● Task to complete: Restate the entries below in full, exactly as they read, but without pictures.

Segment Start: Dataset

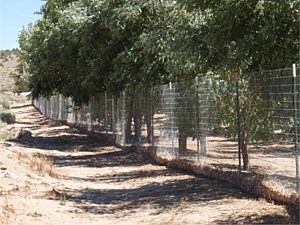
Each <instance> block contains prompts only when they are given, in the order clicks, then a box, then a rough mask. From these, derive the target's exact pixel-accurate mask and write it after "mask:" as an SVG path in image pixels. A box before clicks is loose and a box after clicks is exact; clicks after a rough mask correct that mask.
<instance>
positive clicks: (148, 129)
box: [145, 94, 153, 143]
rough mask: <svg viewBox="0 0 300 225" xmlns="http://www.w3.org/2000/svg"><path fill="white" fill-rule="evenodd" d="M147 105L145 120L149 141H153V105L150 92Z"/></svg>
mask: <svg viewBox="0 0 300 225" xmlns="http://www.w3.org/2000/svg"><path fill="white" fill-rule="evenodd" d="M146 105H147V107H146V109H145V122H146V125H147V142H148V143H152V141H153V140H152V120H151V119H152V118H151V116H152V115H151V111H150V109H151V105H150V94H147V104H146Z"/></svg>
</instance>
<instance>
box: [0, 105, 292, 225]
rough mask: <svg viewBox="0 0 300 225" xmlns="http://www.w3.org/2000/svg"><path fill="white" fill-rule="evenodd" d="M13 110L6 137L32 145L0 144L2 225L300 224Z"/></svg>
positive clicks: (77, 135)
mask: <svg viewBox="0 0 300 225" xmlns="http://www.w3.org/2000/svg"><path fill="white" fill-rule="evenodd" d="M13 110H14V112H15V114H16V116H17V123H16V124H14V125H9V126H7V127H5V129H8V130H10V131H11V132H17V131H19V130H20V129H21V128H23V129H25V128H26V129H29V130H30V131H31V132H32V137H30V136H29V137H26V136H25V137H21V138H19V139H16V140H14V141H10V142H0V155H1V158H0V167H1V168H2V169H1V171H0V224H22V225H23V224H31V225H34V224H75V225H76V224H78V225H79V224H220V223H226V224H232V223H239V224H245V223H246V224H249V223H261V224H271V223H273V224H287V223H292V222H294V223H296V221H295V219H294V218H293V215H292V214H291V211H290V210H288V209H287V207H285V206H281V205H275V204H272V203H267V202H266V201H264V200H263V199H260V200H255V199H253V198H252V197H251V196H248V195H247V194H245V193H242V192H241V191H239V190H238V189H235V188H234V187H232V186H230V185H228V184H225V183H220V182H216V181H212V180H209V179H204V178H196V177H194V176H191V175H186V174H181V173H179V172H176V171H171V170H169V169H166V168H165V167H160V166H157V165H153V164H152V163H151V161H150V160H149V159H148V158H146V157H145V156H143V155H142V154H138V153H137V152H136V151H134V150H131V149H127V150H121V149H118V148H116V147H114V146H111V145H109V144H107V143H106V142H105V141H104V140H102V141H101V140H96V139H93V138H91V137H87V136H86V135H84V134H80V133H79V132H78V131H77V130H76V129H71V128H69V127H67V126H63V125H61V124H57V123H54V122H53V121H51V120H48V119H46V118H44V117H43V116H41V115H40V114H39V113H38V112H37V111H36V110H35V109H34V108H33V107H31V106H27V107H20V108H15V109H13ZM30 153H39V154H40V155H39V157H41V156H47V157H50V158H51V159H52V160H53V163H54V167H55V171H56V173H58V174H59V175H60V176H59V177H55V176H54V177H51V176H49V175H45V174H44V175H43V174H42V173H41V172H40V173H39V172H34V171H32V170H31V169H30V165H31V164H30V163H31V161H32V157H31V155H30ZM53 174H54V172H53Z"/></svg>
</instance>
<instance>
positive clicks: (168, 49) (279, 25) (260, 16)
mask: <svg viewBox="0 0 300 225" xmlns="http://www.w3.org/2000/svg"><path fill="white" fill-rule="evenodd" d="M299 8H300V1H299V0H281V1H273V0H227V1H219V0H202V1H197V0H177V1H176V0H175V1H174V0H93V1H90V0H47V1H46V3H45V5H44V6H43V7H42V9H41V12H40V13H41V15H42V18H41V19H40V20H39V21H38V22H36V23H35V24H30V25H28V27H27V28H25V29H23V30H22V31H21V33H20V35H19V44H20V62H21V65H23V66H22V67H20V68H22V69H24V65H26V70H27V71H28V74H29V75H28V76H25V77H24V76H22V77H21V76H20V77H19V78H20V79H23V81H24V83H26V84H27V85H28V88H29V89H30V90H31V91H32V97H33V98H38V97H49V96H51V95H53V94H62V95H64V96H66V97H71V98H72V99H73V100H74V102H75V104H76V105H81V104H82V103H87V102H88V101H89V99H90V97H91V96H94V95H96V94H97V93H101V92H104V91H106V92H109V93H117V92H120V91H122V90H127V91H129V92H130V93H131V94H132V95H134V94H135V93H136V92H138V91H139V90H140V88H143V89H145V88H150V87H152V86H155V85H158V84H165V83H167V82H180V81H182V80H189V79H194V78H195V77H209V76H215V75H216V74H217V75H218V76H220V77H222V79H224V80H226V81H229V82H235V81H237V80H238V79H239V77H240V76H241V75H242V74H249V72H255V71H261V70H267V69H277V68H283V67H290V66H291V64H292V63H294V62H296V61H297V59H298V58H299V29H298V28H299ZM19 83H22V81H19ZM232 107H234V106H232ZM225 111H226V110H225ZM225 111H224V114H226V113H228V112H229V111H230V110H229V109H228V110H227V111H226V112H225ZM223 122H224V121H223ZM244 132H247V131H244ZM243 138H244V139H246V140H245V142H247V139H248V137H247V134H244V136H243ZM245 144H246V146H247V143H245ZM246 167H247V166H246Z"/></svg>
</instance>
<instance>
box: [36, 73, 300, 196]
mask: <svg viewBox="0 0 300 225" xmlns="http://www.w3.org/2000/svg"><path fill="white" fill-rule="evenodd" d="M299 99H300V75H299V69H297V70H296V69H294V70H293V69H281V70H274V71H265V72H259V73H252V74H245V75H243V76H241V77H240V79H239V80H238V81H234V80H230V79H222V78H221V77H220V76H213V75H212V76H211V77H205V78H196V79H190V80H186V81H184V82H180V83H169V84H165V85H161V86H157V87H153V88H149V89H144V90H131V91H126V92H121V93H120V94H118V95H112V94H108V93H101V94H98V95H97V96H93V97H91V98H90V101H89V104H88V105H83V106H82V107H80V108H76V107H75V106H74V104H73V102H72V99H70V98H65V97H63V96H53V97H51V98H49V99H43V98H40V99H37V100H34V105H35V106H36V107H37V108H38V109H39V110H40V111H41V113H42V114H44V115H45V116H48V117H51V118H54V119H60V120H67V121H69V122H71V123H75V124H77V125H80V126H82V127H85V128H86V129H87V130H92V131H94V132H96V133H99V134H102V135H105V136H106V137H107V138H108V139H110V140H112V141H114V142H115V143H117V144H120V145H126V144H137V145H144V146H149V145H150V146H153V147H155V149H157V154H158V155H161V156H164V157H168V158H185V159H189V160H192V161H194V162H195V163H209V164H211V165H213V166H215V167H217V168H220V169H223V170H226V169H236V170H240V169H241V166H242V165H241V164H243V162H247V161H248V168H249V169H250V170H254V171H258V172H260V173H263V174H265V175H266V177H267V178H270V182H275V183H276V185H281V186H282V188H283V189H285V190H289V191H295V190H299V168H298V155H299V139H300V138H299V133H300V125H299V124H300V121H299V120H300V112H299V106H300V100H299ZM245 149H246V152H247V154H245ZM297 185H298V186H297Z"/></svg>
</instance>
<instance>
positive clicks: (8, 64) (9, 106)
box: [0, 50, 28, 135]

Segment End: Dataset

● Answer to the problem:
Each <instance> block contains prompts only when they are given, in the order clicks, then a box, then a rough mask. From these, derive the target's exact pixel-accurate mask and write it after "mask:" as an SVG path in image pixels. A box before clicks is loose and a box after clicks is exact; clicks after a rough mask correct that mask.
<instance>
positive clicks: (148, 129)
box: [145, 94, 153, 143]
rough mask: <svg viewBox="0 0 300 225" xmlns="http://www.w3.org/2000/svg"><path fill="white" fill-rule="evenodd" d="M147 105L145 120L149 141H153V105L150 92Z"/></svg>
mask: <svg viewBox="0 0 300 225" xmlns="http://www.w3.org/2000/svg"><path fill="white" fill-rule="evenodd" d="M146 105H147V107H146V109H145V122H146V125H147V142H148V143H152V141H153V140H152V120H151V119H152V118H151V116H152V115H151V111H150V109H151V105H150V94H147V104H146Z"/></svg>
</instance>
<instance>
box: [0, 105, 292, 225]
rough mask: <svg viewBox="0 0 300 225" xmlns="http://www.w3.org/2000/svg"><path fill="white" fill-rule="evenodd" d="M13 110L6 137L32 145L0 144L2 225L300 224Z"/></svg>
positive clicks: (77, 135)
mask: <svg viewBox="0 0 300 225" xmlns="http://www.w3.org/2000/svg"><path fill="white" fill-rule="evenodd" d="M13 110H14V112H15V114H16V116H17V123H16V124H14V125H9V126H7V127H5V129H8V130H10V131H11V132H17V131H19V130H20V129H21V128H23V129H25V128H26V129H29V130H30V131H31V132H32V137H30V136H29V137H26V136H25V137H21V138H19V139H16V140H14V141H10V142H0V155H1V158H0V167H1V168H2V169H1V171H0V224H22V225H23V224H31V225H34V224H75V225H76V224H78V225H79V224H220V223H226V224H232V223H239V224H245V223H246V224H249V223H261V224H271V223H273V224H287V223H292V222H294V223H296V221H295V219H294V218H293V215H292V214H291V211H290V210H288V209H287V207H285V206H281V205H275V204H272V203H267V202H266V201H264V200H263V199H260V200H255V199H253V198H252V197H251V196H248V195H247V194H245V193H242V192H241V191H239V190H238V189H235V188H234V187H232V186H230V185H228V184H225V183H220V182H216V181H212V180H209V179H204V178H196V177H194V176H191V175H186V174H181V173H179V172H176V171H171V170H169V169H166V168H165V167H160V166H157V165H153V164H152V163H151V161H150V160H149V159H148V158H146V157H145V156H143V155H142V154H138V153H137V152H136V151H134V150H131V149H127V150H121V149H118V148H116V147H114V146H111V145H109V144H107V143H106V142H105V141H104V140H102V141H101V140H96V139H93V138H91V137H87V136H86V135H84V134H80V133H79V132H78V131H77V130H76V129H71V128H69V127H67V126H63V125H61V124H57V123H54V122H53V121H51V120H48V119H46V118H44V117H43V116H41V115H40V114H39V113H38V112H37V111H36V110H35V109H34V108H33V107H31V106H27V107H20V108H15V109H13ZM30 153H39V154H40V155H39V157H41V156H47V157H50V158H51V159H52V160H53V163H54V167H55V171H56V173H58V174H59V175H60V176H59V177H55V176H54V177H51V176H49V175H45V174H44V175H43V174H42V173H41V172H40V173H39V172H34V171H32V170H31V169H30V165H31V164H30V163H31V161H32V157H31V155H30ZM53 174H54V172H53Z"/></svg>
</instance>
<instance>
positive clicks: (168, 49) (279, 25) (260, 16)
mask: <svg viewBox="0 0 300 225" xmlns="http://www.w3.org/2000/svg"><path fill="white" fill-rule="evenodd" d="M299 8H300V1H299V0H281V1H273V0H227V1H219V0H202V1H197V0H177V1H176V0H175V1H174V0H93V1H90V0H47V1H46V3H45V5H44V6H43V7H42V9H41V12H40V13H41V15H42V18H41V19H40V20H39V21H38V22H36V23H35V24H30V25H28V27H27V28H25V29H23V30H22V31H21V33H20V35H19V44H20V62H21V65H23V66H22V67H20V68H22V69H24V65H26V70H27V71H28V74H29V75H28V76H25V77H24V76H22V77H21V76H20V77H19V78H20V79H23V81H24V83H26V84H27V85H28V88H29V89H30V90H31V91H32V97H33V98H38V97H49V96H51V95H53V94H62V95H64V96H66V97H71V98H72V99H73V100H74V102H75V104H76V105H81V104H82V103H87V102H88V101H89V99H90V97H91V96H94V95H96V94H97V93H101V92H104V91H106V92H109V93H117V92H120V91H122V90H127V91H129V92H130V93H131V94H132V95H134V94H135V93H136V92H138V91H139V90H140V88H143V89H145V88H150V87H152V86H155V85H158V84H165V83H167V82H180V81H182V80H189V79H194V78H195V77H209V76H215V75H216V74H217V75H218V76H220V77H222V79H224V80H226V81H229V82H235V81H237V80H238V79H239V77H240V76H241V75H242V74H249V72H255V71H261V70H267V69H277V68H283V67H290V66H291V64H292V63H294V62H296V61H297V59H298V58H299V29H298V28H299ZM19 83H22V81H19ZM232 107H234V106H232ZM225 111H226V110H225ZM225 111H224V114H226V113H228V112H229V111H230V110H229V109H228V110H227V111H226V112H225ZM223 122H224V121H223ZM244 132H247V131H244ZM243 138H244V139H246V140H245V142H247V139H248V137H247V134H244V136H243ZM245 144H246V146H247V143H245ZM246 167H247V166H246Z"/></svg>
</instance>
<instance>
box: [36, 73, 300, 196]
mask: <svg viewBox="0 0 300 225" xmlns="http://www.w3.org/2000/svg"><path fill="white" fill-rule="evenodd" d="M299 99H300V75H299V69H297V70H296V69H294V70H293V69H281V70H274V71H265V72H259V73H252V74H245V75H243V76H241V77H240V79H239V80H238V81H234V80H230V79H222V78H221V77H220V76H213V75H212V76H211V77H205V78H196V79H190V80H186V81H184V82H180V83H169V84H165V85H161V86H157V87H153V88H149V89H144V90H131V91H126V92H121V93H120V94H118V95H112V94H108V93H101V94H98V95H97V96H93V97H91V98H90V101H89V104H88V105H83V106H82V107H80V108H76V107H75V106H74V104H73V102H72V99H70V98H65V97H63V96H53V97H51V98H49V99H43V98H40V99H37V100H34V105H35V106H36V107H37V108H38V109H39V110H40V111H41V113H42V114H44V115H45V116H48V117H51V118H54V119H60V120H67V121H69V122H71V123H75V124H77V125H80V126H82V127H85V128H86V129H87V130H92V131H94V132H96V133H99V134H102V135H105V136H106V137H107V138H108V139H110V140H112V141H114V142H115V143H117V144H120V145H126V144H137V145H144V146H149V145H150V146H153V147H155V149H157V154H158V155H161V156H164V157H168V158H185V159H189V160H192V161H194V162H195V163H209V164H211V165H213V166H215V167H217V168H220V169H223V170H226V169H236V170H240V169H241V166H242V165H241V164H243V162H247V161H248V168H249V169H250V170H254V171H258V172H260V173H263V174H265V175H266V177H267V178H270V182H275V183H276V185H281V186H282V188H283V189H285V190H289V191H295V190H299V168H298V155H299V139H300V138H299V133H300V125H299V124H300V121H299V120H300V112H299V106H300V100H299ZM245 149H246V152H247V154H245ZM297 185H298V186H297Z"/></svg>
</instance>
<instance>
positive clicks: (8, 64) (9, 106)
box: [0, 50, 28, 135]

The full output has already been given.